[BEGIN GIVEN DATA]

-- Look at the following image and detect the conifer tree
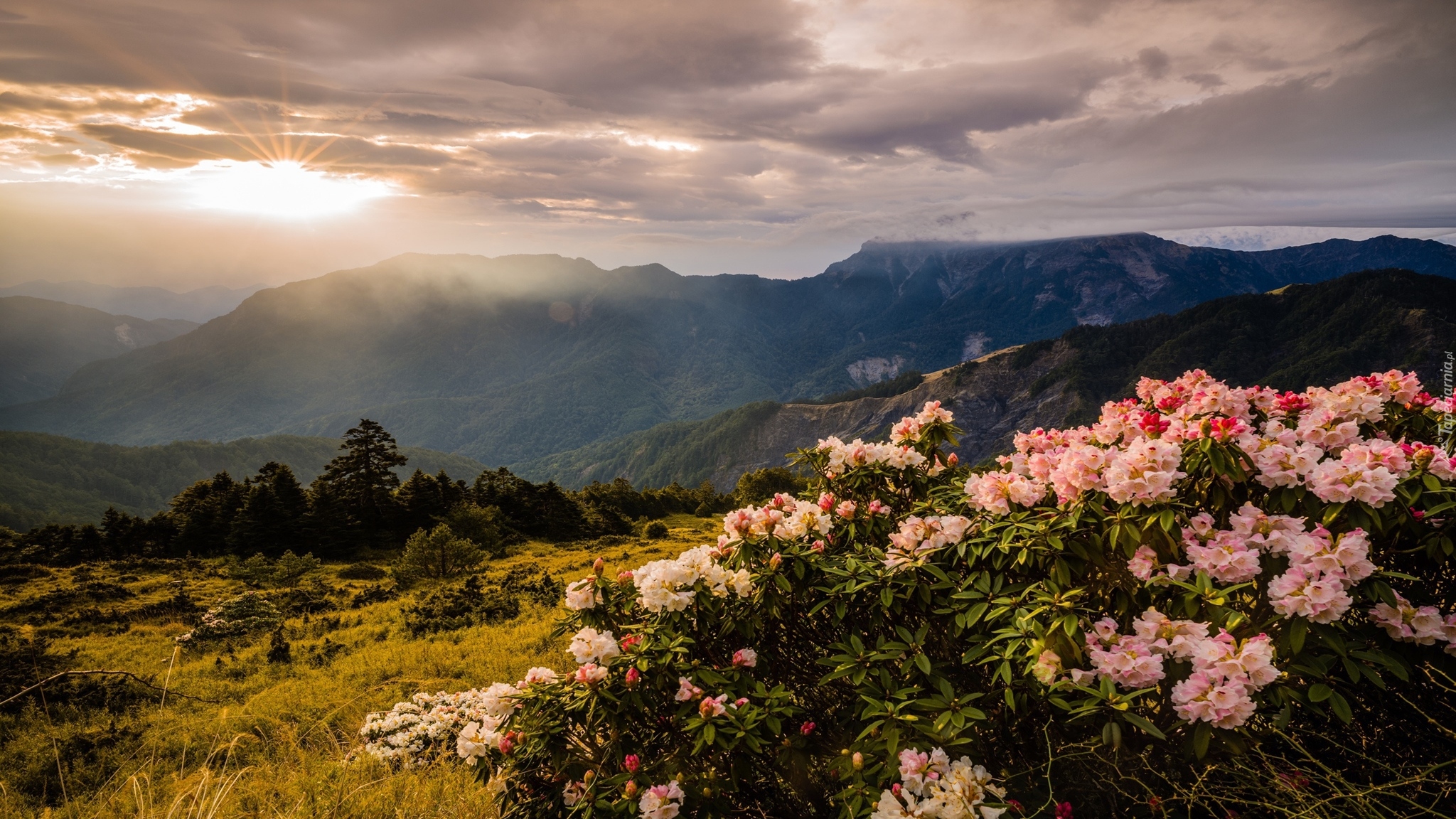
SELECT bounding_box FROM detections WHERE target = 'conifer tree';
[316,418,409,540]
[227,461,309,555]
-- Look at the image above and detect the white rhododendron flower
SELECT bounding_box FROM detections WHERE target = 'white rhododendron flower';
[567,626,621,665]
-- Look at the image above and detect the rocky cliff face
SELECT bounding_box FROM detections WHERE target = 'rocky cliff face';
[709,346,1078,487]
[524,269,1456,488]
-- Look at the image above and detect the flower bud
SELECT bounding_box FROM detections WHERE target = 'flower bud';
[1413,447,1435,469]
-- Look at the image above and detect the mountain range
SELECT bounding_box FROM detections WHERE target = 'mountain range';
[0,233,1456,476]
[0,432,483,530]
[0,296,198,407]
[514,269,1456,487]
[0,280,267,323]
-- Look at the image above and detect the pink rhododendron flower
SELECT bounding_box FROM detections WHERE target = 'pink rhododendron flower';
[1288,526,1374,589]
[638,780,685,819]
[1030,648,1061,685]
[965,472,1047,515]
[1172,672,1255,729]
[1127,545,1157,583]
[1268,565,1353,622]
[572,663,607,685]
[1306,461,1399,508]
[697,694,728,720]
[673,676,703,702]
[885,515,970,569]
[1187,532,1260,583]
[1102,439,1187,505]
[560,783,587,808]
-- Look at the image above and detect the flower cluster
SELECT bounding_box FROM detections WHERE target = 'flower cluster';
[885,401,955,446]
[818,434,931,478]
[638,780,683,819]
[176,592,282,644]
[871,748,1006,819]
[1370,593,1456,654]
[965,370,1453,515]
[632,545,756,612]
[724,493,835,540]
[360,682,524,766]
[1083,608,1280,729]
[885,515,971,569]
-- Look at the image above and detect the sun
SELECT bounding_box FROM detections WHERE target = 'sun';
[188,159,393,218]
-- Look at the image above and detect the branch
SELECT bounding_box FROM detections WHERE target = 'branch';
[0,669,221,705]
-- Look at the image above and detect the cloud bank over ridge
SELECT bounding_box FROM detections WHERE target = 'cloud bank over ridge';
[0,0,1456,283]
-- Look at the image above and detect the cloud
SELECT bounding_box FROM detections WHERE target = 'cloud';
[0,0,1456,282]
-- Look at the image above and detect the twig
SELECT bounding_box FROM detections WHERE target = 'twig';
[0,669,221,705]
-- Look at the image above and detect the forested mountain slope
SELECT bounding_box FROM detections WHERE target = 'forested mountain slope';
[0,233,1456,464]
[0,296,198,407]
[515,269,1456,487]
[0,432,483,530]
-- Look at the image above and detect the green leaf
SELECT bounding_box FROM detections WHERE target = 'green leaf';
[1288,616,1309,654]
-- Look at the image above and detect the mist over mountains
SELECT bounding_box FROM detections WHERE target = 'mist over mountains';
[0,280,267,323]
[0,296,198,407]
[0,233,1456,464]
[513,269,1456,487]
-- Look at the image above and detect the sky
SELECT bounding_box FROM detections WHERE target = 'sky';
[0,0,1456,289]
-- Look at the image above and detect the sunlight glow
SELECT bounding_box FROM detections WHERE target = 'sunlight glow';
[191,160,393,218]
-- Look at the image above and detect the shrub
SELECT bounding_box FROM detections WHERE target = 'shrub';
[350,586,399,609]
[339,562,389,580]
[393,523,485,584]
[405,576,521,637]
[272,550,319,589]
[444,503,505,558]
[360,370,1456,819]
[178,592,282,644]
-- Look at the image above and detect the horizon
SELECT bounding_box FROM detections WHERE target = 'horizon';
[0,230,1456,296]
[0,0,1456,291]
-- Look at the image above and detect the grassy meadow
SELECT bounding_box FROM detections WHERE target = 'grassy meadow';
[0,516,717,819]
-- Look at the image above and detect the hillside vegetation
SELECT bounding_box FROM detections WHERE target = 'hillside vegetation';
[0,432,483,530]
[0,518,715,819]
[0,235,1456,464]
[524,269,1456,486]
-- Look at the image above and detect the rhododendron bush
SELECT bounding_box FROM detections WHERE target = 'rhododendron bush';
[355,370,1456,819]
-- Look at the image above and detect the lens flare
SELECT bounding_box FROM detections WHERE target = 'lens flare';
[189,160,393,218]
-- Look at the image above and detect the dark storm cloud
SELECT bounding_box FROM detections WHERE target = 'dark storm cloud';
[0,0,1456,265]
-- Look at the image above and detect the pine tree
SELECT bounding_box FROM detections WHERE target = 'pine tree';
[168,472,243,555]
[227,461,309,557]
[314,418,409,540]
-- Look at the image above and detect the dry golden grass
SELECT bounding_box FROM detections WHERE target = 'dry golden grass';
[0,516,717,819]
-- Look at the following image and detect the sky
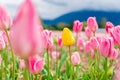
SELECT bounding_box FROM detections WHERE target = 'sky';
[0,0,120,20]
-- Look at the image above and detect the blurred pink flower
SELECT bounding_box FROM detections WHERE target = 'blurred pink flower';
[105,22,114,33]
[90,37,99,50]
[100,37,114,57]
[73,20,83,33]
[0,6,12,29]
[110,26,120,45]
[87,17,98,32]
[85,41,92,53]
[90,50,95,59]
[10,0,45,58]
[71,52,81,66]
[19,59,26,69]
[0,55,2,66]
[109,49,118,60]
[28,55,45,74]
[77,37,84,47]
[85,27,94,38]
[58,37,63,47]
[51,51,60,59]
[2,31,8,44]
[0,31,5,50]
[43,30,54,50]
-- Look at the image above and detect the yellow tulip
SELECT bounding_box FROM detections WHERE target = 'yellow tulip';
[62,28,75,46]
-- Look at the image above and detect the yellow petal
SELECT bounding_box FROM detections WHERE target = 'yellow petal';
[62,28,75,46]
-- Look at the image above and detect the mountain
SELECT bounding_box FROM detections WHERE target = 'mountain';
[43,10,120,25]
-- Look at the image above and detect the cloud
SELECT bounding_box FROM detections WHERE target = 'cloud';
[0,0,120,19]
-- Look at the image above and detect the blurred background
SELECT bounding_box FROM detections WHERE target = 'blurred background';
[0,0,120,30]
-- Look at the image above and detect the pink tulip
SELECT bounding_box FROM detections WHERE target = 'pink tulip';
[28,55,45,74]
[73,20,83,33]
[79,47,84,52]
[2,31,8,44]
[19,59,26,69]
[87,17,98,32]
[51,51,60,59]
[0,55,2,66]
[0,6,12,29]
[90,37,99,50]
[105,22,114,33]
[100,37,114,57]
[43,30,54,50]
[85,27,94,38]
[0,31,5,50]
[77,37,84,47]
[71,52,80,66]
[85,41,92,53]
[58,37,63,47]
[110,26,120,45]
[109,49,118,60]
[90,50,95,59]
[10,0,45,58]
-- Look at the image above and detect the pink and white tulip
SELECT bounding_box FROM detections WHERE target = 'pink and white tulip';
[90,37,99,50]
[10,0,45,58]
[77,37,84,47]
[28,55,45,74]
[109,49,118,60]
[110,26,120,45]
[0,55,2,66]
[105,22,114,33]
[58,37,63,47]
[0,6,12,30]
[51,51,60,59]
[85,27,94,38]
[87,17,98,32]
[71,52,81,66]
[43,30,54,50]
[73,20,83,33]
[19,59,26,69]
[100,37,114,57]
[0,31,6,50]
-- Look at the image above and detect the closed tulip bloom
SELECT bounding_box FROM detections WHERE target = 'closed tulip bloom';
[87,17,98,32]
[110,26,120,45]
[0,55,2,66]
[0,6,12,29]
[19,59,26,69]
[90,37,99,50]
[105,22,114,33]
[2,31,8,44]
[28,55,45,74]
[85,41,92,53]
[73,20,83,33]
[100,37,114,57]
[0,31,5,50]
[71,52,81,66]
[10,0,45,58]
[43,30,54,50]
[51,51,60,59]
[85,27,94,38]
[62,28,75,46]
[109,49,118,60]
[77,37,84,47]
[58,37,63,47]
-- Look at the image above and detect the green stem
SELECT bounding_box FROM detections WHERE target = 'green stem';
[24,60,29,80]
[76,65,79,80]
[47,49,50,80]
[104,58,108,80]
[69,46,73,80]
[4,29,15,80]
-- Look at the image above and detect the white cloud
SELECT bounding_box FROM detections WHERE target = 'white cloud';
[0,0,120,19]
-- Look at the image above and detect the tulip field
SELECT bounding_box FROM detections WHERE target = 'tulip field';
[0,0,120,80]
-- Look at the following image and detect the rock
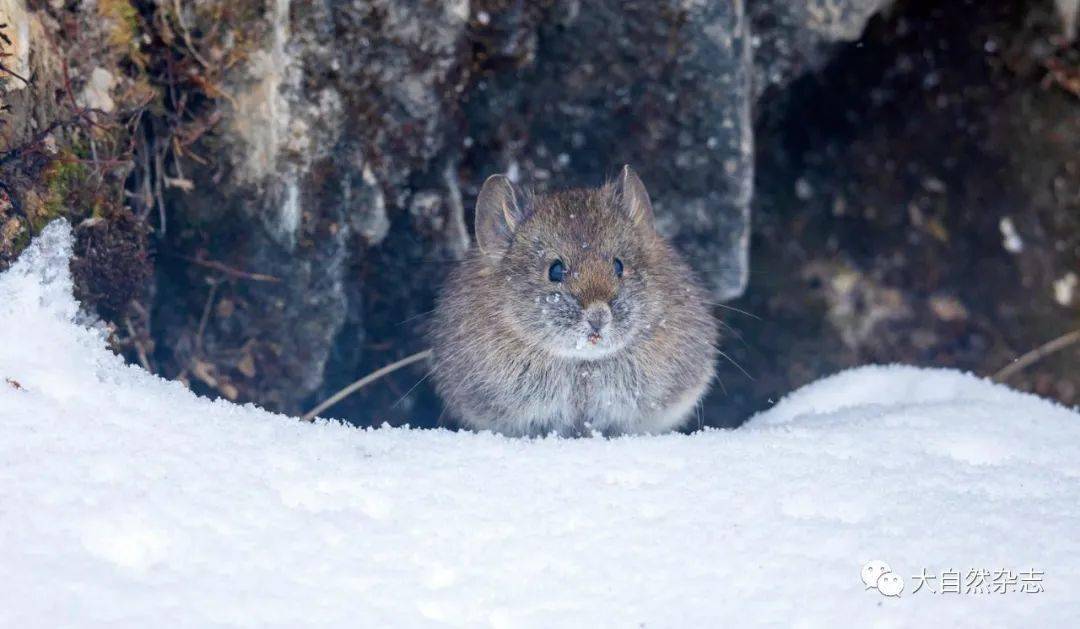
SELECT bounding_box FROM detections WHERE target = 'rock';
[747,0,893,96]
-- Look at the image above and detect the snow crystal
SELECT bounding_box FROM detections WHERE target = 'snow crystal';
[6,224,1080,627]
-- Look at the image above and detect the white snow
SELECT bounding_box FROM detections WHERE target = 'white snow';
[6,224,1080,627]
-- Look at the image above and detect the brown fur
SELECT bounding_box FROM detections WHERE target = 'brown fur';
[431,169,717,436]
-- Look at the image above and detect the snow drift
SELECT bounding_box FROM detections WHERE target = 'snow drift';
[0,224,1080,627]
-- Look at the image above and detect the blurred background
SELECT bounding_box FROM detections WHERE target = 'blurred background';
[0,0,1080,426]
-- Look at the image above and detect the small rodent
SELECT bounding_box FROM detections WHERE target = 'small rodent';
[431,166,717,436]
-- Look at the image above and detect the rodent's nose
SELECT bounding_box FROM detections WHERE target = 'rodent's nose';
[585,303,611,334]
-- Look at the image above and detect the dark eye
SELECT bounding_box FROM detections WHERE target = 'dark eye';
[548,259,566,282]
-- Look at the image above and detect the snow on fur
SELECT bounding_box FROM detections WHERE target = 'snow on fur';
[6,223,1080,627]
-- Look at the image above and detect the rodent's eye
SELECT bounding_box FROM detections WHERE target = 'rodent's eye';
[548,259,566,282]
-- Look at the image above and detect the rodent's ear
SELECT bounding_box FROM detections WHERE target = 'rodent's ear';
[619,164,652,228]
[476,175,524,258]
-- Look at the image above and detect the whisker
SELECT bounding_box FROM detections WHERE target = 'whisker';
[705,302,764,321]
[394,308,437,325]
[390,370,435,409]
[712,345,757,383]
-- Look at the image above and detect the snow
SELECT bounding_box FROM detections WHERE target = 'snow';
[6,223,1080,627]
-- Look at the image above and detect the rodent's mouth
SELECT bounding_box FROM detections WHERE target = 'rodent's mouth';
[549,329,626,360]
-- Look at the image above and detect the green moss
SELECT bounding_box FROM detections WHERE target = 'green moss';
[97,0,139,52]
[38,151,103,233]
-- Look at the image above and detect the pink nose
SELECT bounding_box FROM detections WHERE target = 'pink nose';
[585,303,611,334]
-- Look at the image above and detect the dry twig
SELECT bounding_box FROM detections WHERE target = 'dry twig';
[301,349,431,421]
[993,330,1080,383]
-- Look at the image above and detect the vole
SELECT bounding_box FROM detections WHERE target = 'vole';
[431,166,717,436]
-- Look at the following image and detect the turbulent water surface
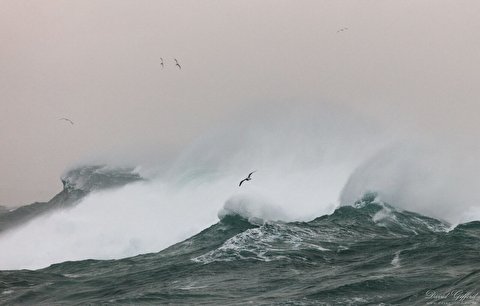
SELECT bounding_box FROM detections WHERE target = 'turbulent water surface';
[0,186,480,305]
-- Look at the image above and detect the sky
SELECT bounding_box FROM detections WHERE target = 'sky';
[0,0,480,206]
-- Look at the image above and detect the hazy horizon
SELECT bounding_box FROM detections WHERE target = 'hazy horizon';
[0,0,480,207]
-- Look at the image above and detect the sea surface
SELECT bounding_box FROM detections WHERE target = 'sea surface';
[0,167,480,305]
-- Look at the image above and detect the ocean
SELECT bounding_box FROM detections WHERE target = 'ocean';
[0,166,480,305]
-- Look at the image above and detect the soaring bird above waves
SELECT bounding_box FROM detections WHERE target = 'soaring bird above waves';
[58,118,74,125]
[238,170,257,187]
[174,58,182,69]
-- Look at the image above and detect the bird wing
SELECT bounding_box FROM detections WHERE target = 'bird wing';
[58,118,73,125]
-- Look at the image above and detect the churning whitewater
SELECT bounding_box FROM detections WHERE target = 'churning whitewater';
[0,110,480,305]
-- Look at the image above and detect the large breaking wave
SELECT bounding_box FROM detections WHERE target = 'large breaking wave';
[0,104,478,269]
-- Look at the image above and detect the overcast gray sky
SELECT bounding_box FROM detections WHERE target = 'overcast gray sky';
[0,0,480,206]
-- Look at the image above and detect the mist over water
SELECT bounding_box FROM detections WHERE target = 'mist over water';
[0,106,478,269]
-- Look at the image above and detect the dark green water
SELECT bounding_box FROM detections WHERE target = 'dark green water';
[0,195,480,305]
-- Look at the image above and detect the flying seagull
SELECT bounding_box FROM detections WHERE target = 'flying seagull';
[58,118,73,125]
[174,58,182,69]
[238,170,257,187]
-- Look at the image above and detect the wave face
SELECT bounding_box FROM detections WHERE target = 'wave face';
[0,195,480,305]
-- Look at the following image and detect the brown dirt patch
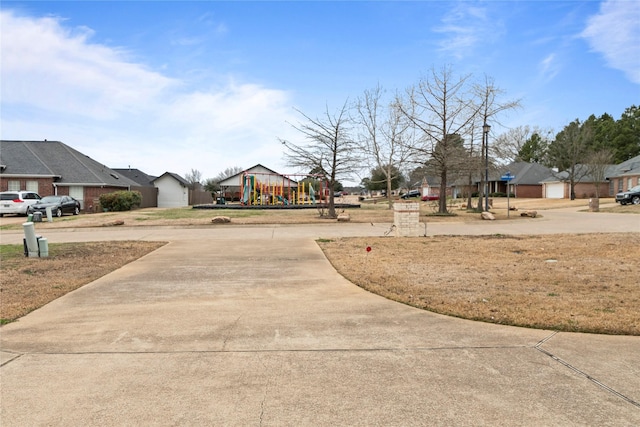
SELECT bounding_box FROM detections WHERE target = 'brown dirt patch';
[0,241,165,323]
[319,233,640,335]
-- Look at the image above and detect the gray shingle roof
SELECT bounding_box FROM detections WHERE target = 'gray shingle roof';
[496,162,553,185]
[113,168,156,187]
[151,172,189,187]
[0,140,137,187]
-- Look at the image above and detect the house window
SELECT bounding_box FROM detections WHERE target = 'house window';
[69,185,84,209]
[27,181,38,193]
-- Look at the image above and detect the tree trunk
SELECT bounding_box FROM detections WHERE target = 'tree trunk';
[438,170,447,214]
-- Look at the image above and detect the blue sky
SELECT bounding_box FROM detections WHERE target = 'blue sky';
[0,0,640,178]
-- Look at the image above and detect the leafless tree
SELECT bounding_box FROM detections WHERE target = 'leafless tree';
[549,119,593,200]
[184,169,202,190]
[280,102,359,218]
[398,66,482,213]
[586,149,613,199]
[355,85,412,209]
[489,125,553,163]
[473,75,520,210]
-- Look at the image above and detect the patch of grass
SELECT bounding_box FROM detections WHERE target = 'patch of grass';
[0,241,165,325]
[318,233,640,335]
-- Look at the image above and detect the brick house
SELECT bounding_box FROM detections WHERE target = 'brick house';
[0,140,137,210]
[607,156,640,196]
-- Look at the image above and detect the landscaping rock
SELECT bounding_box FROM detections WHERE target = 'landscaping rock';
[211,216,231,224]
[480,212,496,221]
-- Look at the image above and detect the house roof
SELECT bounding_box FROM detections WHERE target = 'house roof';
[607,156,640,178]
[151,172,189,187]
[496,162,553,185]
[0,140,137,187]
[113,168,156,187]
[218,163,297,187]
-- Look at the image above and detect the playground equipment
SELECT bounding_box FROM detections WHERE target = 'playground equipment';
[240,172,329,206]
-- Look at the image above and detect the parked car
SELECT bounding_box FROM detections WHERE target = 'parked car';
[28,196,80,217]
[616,185,640,205]
[0,191,40,216]
[400,190,420,199]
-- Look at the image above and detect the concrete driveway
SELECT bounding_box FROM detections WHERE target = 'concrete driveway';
[0,212,640,426]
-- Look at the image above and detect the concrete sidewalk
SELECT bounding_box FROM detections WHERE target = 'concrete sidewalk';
[0,214,640,426]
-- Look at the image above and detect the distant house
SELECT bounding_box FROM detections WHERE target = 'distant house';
[607,156,640,196]
[541,164,617,199]
[0,140,138,210]
[113,168,157,187]
[113,168,158,208]
[489,162,553,199]
[151,172,189,208]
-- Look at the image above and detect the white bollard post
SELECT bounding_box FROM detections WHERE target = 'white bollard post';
[22,222,38,258]
[38,237,49,258]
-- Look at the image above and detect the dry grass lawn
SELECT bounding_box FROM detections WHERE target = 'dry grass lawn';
[0,241,165,324]
[319,233,640,335]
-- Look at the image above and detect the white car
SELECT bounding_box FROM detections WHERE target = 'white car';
[0,191,40,216]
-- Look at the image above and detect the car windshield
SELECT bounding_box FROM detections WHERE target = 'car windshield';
[40,196,61,203]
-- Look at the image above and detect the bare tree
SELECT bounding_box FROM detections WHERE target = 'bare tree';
[280,102,358,218]
[184,169,202,190]
[355,85,412,209]
[489,126,553,163]
[586,149,613,200]
[398,66,482,213]
[474,75,520,210]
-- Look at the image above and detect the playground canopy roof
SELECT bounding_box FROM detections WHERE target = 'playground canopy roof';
[219,164,298,187]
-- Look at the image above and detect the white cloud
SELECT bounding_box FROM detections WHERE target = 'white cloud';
[581,0,640,84]
[433,2,503,59]
[538,53,559,82]
[0,11,294,178]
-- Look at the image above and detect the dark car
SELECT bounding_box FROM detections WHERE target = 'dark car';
[400,190,420,199]
[616,185,640,205]
[27,196,80,217]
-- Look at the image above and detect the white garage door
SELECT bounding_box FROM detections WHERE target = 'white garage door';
[545,182,564,199]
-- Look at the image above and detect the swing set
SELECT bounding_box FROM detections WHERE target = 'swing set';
[240,172,329,206]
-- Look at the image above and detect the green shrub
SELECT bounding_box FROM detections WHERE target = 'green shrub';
[100,191,142,212]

[END GIVEN DATA]

Copy the rows above word for word, everything from the line containing "-- Look at the image above and detect the wave" down to the line containing "[27,181,38,193]", both included. Leave the pictures out of your copy.

-- Look at the image above and detect the wave face
SELECT bounding_box FROM detections WHERE target = 'wave face';
[0,195,480,305]
-- Look at the following image and detect the brown dirt patch
SELECT bounding_box FROM detections WHERE target = 'brown dirt patch';
[0,241,165,323]
[319,233,640,335]
-- Look at the image above and detect the gray shingle roof
SELECT bounding_box FROM detections WHERE target = 'gray shingle roof';
[496,162,553,185]
[113,168,156,187]
[151,172,189,187]
[0,140,137,187]
-- Look at the image above and detect the house window
SELECT bounding_box FROM detections WHERE target = 'house window';
[69,185,84,209]
[27,181,38,193]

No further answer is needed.